(Exercise objective) The expected output is the full set of entries, retyped verbatim, pictures excluded.

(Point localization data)
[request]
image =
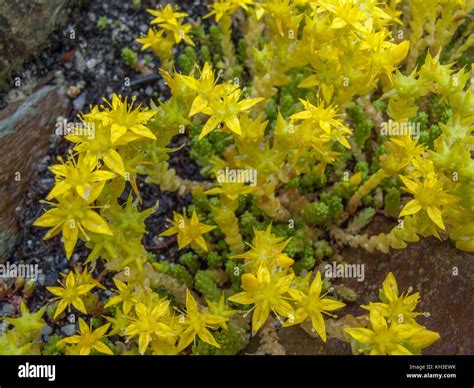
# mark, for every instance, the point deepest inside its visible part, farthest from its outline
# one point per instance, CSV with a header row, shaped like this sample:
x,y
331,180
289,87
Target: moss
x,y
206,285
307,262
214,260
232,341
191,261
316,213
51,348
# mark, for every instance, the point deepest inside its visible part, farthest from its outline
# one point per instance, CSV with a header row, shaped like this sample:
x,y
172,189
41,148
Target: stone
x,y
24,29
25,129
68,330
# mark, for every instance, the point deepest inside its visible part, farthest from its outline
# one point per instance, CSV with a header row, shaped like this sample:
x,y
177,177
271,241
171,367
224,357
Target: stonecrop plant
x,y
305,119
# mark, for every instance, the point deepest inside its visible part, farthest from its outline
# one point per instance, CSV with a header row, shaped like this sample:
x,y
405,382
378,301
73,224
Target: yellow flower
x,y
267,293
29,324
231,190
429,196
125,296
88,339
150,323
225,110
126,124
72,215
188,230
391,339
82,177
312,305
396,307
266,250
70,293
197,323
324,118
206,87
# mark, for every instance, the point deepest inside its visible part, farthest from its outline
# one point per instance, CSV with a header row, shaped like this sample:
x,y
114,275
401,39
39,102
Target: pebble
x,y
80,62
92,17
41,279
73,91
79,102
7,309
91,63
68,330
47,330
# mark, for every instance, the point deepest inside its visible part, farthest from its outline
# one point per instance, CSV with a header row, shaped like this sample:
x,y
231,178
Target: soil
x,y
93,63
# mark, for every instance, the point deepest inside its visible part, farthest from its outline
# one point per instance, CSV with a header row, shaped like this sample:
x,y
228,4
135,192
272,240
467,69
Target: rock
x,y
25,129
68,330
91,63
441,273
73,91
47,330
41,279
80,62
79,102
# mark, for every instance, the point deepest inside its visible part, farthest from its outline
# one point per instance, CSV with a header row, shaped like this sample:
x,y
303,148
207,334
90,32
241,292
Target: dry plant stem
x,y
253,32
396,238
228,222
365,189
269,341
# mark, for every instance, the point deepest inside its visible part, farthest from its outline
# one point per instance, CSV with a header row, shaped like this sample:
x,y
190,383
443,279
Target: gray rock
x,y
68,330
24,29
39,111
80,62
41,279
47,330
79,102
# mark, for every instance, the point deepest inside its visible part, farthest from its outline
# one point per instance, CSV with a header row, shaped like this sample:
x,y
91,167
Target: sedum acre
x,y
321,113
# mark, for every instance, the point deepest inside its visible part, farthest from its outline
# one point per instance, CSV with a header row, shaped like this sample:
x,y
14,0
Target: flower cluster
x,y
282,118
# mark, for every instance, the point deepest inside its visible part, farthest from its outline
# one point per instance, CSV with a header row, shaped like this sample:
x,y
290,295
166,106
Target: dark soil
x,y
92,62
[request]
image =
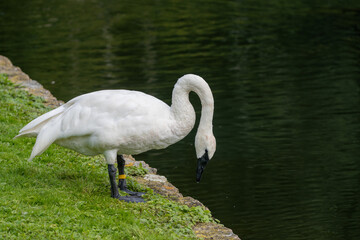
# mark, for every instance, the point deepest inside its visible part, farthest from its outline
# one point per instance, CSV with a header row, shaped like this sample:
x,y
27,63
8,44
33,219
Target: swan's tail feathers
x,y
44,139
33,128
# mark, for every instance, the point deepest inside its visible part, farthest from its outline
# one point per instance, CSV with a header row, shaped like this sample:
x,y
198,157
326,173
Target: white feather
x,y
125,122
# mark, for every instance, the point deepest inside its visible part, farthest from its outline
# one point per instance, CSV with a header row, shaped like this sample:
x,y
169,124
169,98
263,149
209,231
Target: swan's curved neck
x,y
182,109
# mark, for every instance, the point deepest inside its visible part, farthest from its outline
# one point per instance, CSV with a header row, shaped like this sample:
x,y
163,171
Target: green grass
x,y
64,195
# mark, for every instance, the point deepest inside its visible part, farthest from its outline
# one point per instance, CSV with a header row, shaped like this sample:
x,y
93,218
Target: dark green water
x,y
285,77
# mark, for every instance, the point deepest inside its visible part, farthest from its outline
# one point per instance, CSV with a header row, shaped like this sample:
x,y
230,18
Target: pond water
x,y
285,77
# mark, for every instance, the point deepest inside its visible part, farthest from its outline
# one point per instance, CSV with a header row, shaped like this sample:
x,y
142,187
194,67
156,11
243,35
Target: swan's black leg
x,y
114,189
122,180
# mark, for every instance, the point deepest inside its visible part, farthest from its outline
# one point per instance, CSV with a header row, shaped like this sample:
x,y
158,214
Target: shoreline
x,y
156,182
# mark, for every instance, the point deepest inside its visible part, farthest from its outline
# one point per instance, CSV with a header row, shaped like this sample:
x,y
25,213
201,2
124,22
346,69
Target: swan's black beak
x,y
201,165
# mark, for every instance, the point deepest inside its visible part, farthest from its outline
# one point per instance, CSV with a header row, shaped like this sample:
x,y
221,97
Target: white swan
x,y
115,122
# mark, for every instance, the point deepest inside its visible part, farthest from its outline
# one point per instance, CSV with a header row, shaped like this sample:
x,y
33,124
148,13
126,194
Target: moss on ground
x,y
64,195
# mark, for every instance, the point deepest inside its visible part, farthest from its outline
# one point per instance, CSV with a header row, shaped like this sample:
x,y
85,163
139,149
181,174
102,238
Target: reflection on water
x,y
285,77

(Response to this exercise)
[request]
image =
# mark, for every instance, the point deepest inside its visible part, farthest from its outline
# one point per instance, CSV with a header row, shaped like this sample:
x,y
331,180
289,87
Target: moss
x,y
206,285
307,262
214,260
232,341
191,261
316,213
51,348
# mark, for every instance, the point deepest inside its visible part, farthest from its outline
# one point per instance, CSV with a header row, shaped like this sample:
x,y
172,189
41,148
Target: stone
x,y
24,29
25,129
68,330
# mark, for every instance, the point deepest inside its visible part, farthest from its outline
# one point per instance, CSV with a header row, shaped like this sample:
x,y
177,177
271,241
171,367
224,357
Target: stonecrop plant
x,y
305,119
# mark, for every instance, the point deepest inside its visible part, farthest from its outline
# one point per instance, CSV with a header row, shaped like this sample:
x,y
405,382
378,301
73,224
Target: yellow flower
x,y
267,293
29,324
231,190
429,196
125,296
88,339
150,323
225,110
126,124
72,215
188,230
391,339
82,177
312,305
396,307
266,250
70,293
197,323
324,118
206,87
# mark, for every instance, the point deepest inside its visible part, farthest from its outline
# one point per instance, CSV with a header row, shaped like this sample:
x,y
114,275
401,39
39,102
Target: pebble
x,y
80,62
92,17
41,279
73,91
79,102
7,309
91,63
68,330
47,330
# mark, for every instance, the point deepest inside its visible part, farthest from its outline
# one point per instance, CSV with a header row, shaped like this sample:
x,y
231,178
Target: soil
x,y
93,63
# mark, for every instance, the point deepest inside its visible part, farthest from its outline
# one point per instance, CSV with a header row, shaped like this sample:
x,y
228,4
135,192
272,240
467,69
Target: rock
x,y
25,129
68,330
91,63
441,273
73,91
47,330
41,279
80,62
79,102
# mark, for every instance, the point deepest inside its visible part, farthest from its outline
# one point per instance, CSV with a header row, shaped like this sample:
x,y
303,148
207,334
90,32
241,292
Target: dry plant stem
x,y
253,32
396,238
228,222
365,189
269,341
# mark, for every instance, the point deepest inside its visible part, farthest from its outline
# one point per instance, CSV with a header row, shaped like this sample:
x,y
190,383
443,279
Target: gray rock
x,y
68,330
24,29
39,111
80,62
41,279
47,330
79,102
# mark, for every instance, the point deepest inside its visible part, farthest from its outline
# one point per instance, CSV with a header row, shaped like this sample:
x,y
91,167
Target: sedum acre
x,y
321,113
# mark, for every instance, the point deepest inside its visible part, farthest from its outline
# one point per instance, CSV with a header row, shaped like this sample:
x,y
14,0
Target: flower cluster
x,y
282,118
# mark, for every instance, the point deepest inside its visible part, farthest from its outline
# one point per instance, CSV with a header row, shaped like this sample:
x,y
290,295
166,106
Target: dark soil
x,y
92,62
[request]
image =
# mark, for every instance, the point deepest inside its visible part, farthest from its outline
# one point per instance, CSV with a header row, shaped like this sample:
x,y
27,63
8,44
33,219
Target: swan's tail feathers
x,y
44,139
33,128
# mark, for every instance, the point deepest inside its visible part, farthest from its outline
# one point per instance, CSV with a header row, shaped like this sample:
x,y
198,157
326,173
Target: white feather
x,y
125,122
# mark, for every instance, the point deepest inside its visible part, farthest from its outline
# one point per instance, CSV with a header row, shaped like this sample:
x,y
169,124
169,98
263,149
209,231
Target: swan's curved neck
x,y
182,109
# mark, for every instance, the point deepest inside its visible part, farthest from its outline
# one point per instance, CSV with a header row, shaped like this sample:
x,y
163,171
Target: green grass
x,y
64,195
# mark, for every instance, the point deepest inside its visible part, farthest from its outline
# one point per instance, CSV with a header row, shaped like this sample:
x,y
93,218
Target: dark green water
x,y
285,77
# mark, for every instance, the point deepest inside its visible part, farthest from its outline
# one point per instance, CSV with a header row, shaped like this sample:
x,y
230,18
Target: pond water
x,y
285,77
# mark, for every instance, the point deepest inside its visible part, farthest from its outline
# one point per instance, CSV with a header row, shaped like this sample:
x,y
142,187
194,67
156,11
243,35
Target: swan's black leg
x,y
114,189
122,180
# mark, for every instance, the point deepest inside its visible part, farthest from its outline
# one point per instance, CSV with a header row, shaped like this sample:
x,y
158,214
Target: shoreline
x,y
156,182
# mark, for every instance, the point deepest inside its visible part, farthest from its outline
# one point per instance, CSV with a header row, shaped like this sample:
x,y
25,213
201,2
124,22
346,69
Target: swan's black beak
x,y
201,165
# mark, for every instance, the point deepest inside its visible part, farthest from its outline
# one point per instance, CSV with a header row, shaped like this sample:
x,y
221,97
Target: white swan
x,y
115,122
# mark, for every instance, the point deepest inside its visible part, farthest from its outline
# one point per instance, CSV with a header row, shaped like this sample:
x,y
33,124
148,13
126,194
Target: moss on ground
x,y
64,195
# mark, for every instance, the point deepest inside its visible part, farthest from its outline
# one point per instance, CSV with a header row, shaped like this sample:
x,y
85,163
139,149
181,174
102,238
Target: reflection on water
x,y
285,77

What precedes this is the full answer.